◆ WORK TASK
Can you give all the records again without altering a single character?

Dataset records
:::

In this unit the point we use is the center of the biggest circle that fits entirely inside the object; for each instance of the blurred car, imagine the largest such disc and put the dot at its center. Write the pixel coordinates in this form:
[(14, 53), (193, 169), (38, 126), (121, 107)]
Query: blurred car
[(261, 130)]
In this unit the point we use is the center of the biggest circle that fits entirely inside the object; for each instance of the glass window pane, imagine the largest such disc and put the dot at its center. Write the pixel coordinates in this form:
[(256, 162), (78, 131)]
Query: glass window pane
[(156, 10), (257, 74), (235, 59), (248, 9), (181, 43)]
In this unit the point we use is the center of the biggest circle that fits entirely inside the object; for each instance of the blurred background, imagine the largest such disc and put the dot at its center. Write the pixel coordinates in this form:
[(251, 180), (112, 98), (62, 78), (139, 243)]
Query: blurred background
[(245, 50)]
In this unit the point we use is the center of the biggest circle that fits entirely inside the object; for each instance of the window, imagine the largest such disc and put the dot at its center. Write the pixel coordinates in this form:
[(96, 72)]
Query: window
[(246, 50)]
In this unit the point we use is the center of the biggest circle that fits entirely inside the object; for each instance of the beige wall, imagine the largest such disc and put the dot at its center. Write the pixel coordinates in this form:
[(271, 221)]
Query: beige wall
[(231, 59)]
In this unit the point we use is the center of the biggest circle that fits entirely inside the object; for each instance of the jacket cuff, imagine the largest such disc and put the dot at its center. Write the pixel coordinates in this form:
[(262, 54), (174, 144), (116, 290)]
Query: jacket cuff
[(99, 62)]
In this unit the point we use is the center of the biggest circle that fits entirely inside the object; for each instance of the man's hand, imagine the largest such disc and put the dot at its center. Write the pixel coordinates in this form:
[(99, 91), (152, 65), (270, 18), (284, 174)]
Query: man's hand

:::

◆ EXERCISE RESPONSE
In this unit the point we use is the center of the biggest circle that fits entirely inside the object; for each instance of the blurred car, imagine the largest such disc and put the dot at its center. Write the pixel coordinates in this form:
[(14, 53), (193, 169), (38, 126), (121, 107)]
Query: blurred car
[(261, 130)]
In this unit the point we use is the center of the biggest circle that fits entirely inside the object; for each instance of the glass window pane, imagine the largest such disc and put the dot at its center. Write the pixel coordinates in this form:
[(256, 162), (78, 131)]
Query: glass window pane
[(156, 10), (257, 74), (235, 59), (248, 9), (181, 43)]
In this unit the point we use is the center of the biggest circle that fits entirely inside the object; for each instance of the blurred background, imagine the largest such disc and put the dot at its center. Write the pixel coordinates in this form:
[(251, 180), (112, 98), (62, 78), (139, 243)]
Query: blurred background
[(245, 50)]
In this unit the point we use is the center of the biggest circle that fits entirely inside the object; for each instance of the window, imagine the largest such disc and put the dot at its center. Write the pixel coordinates in this form:
[(96, 72)]
Query: window
[(246, 50)]
In this unit the point we use is the center of the biggest circle that fits entirely inside the object; for each instance of the beige wall, imagine the largest such disc and put the dot at its center. Write the pixel coordinates in this form:
[(271, 221)]
Query: beige wall
[(231, 59)]
In this unit the point we use is the center of the biggest circle that fits entirely inside the object; for each instance of the jacket cuff, imagine the largest such disc and put the dot at its center. Write the pixel coordinates in this form:
[(262, 54), (174, 144), (116, 290)]
Query: jacket cuff
[(99, 62)]
In this unit the point we use is the center of the biggest circle that fits entirely inside the object; for each instance of the man's hand, imagine the largest such disc and put the dot at its center. Write the pixel coordinates in this form:
[(99, 91), (152, 65), (270, 18), (284, 174)]
Query: man's hand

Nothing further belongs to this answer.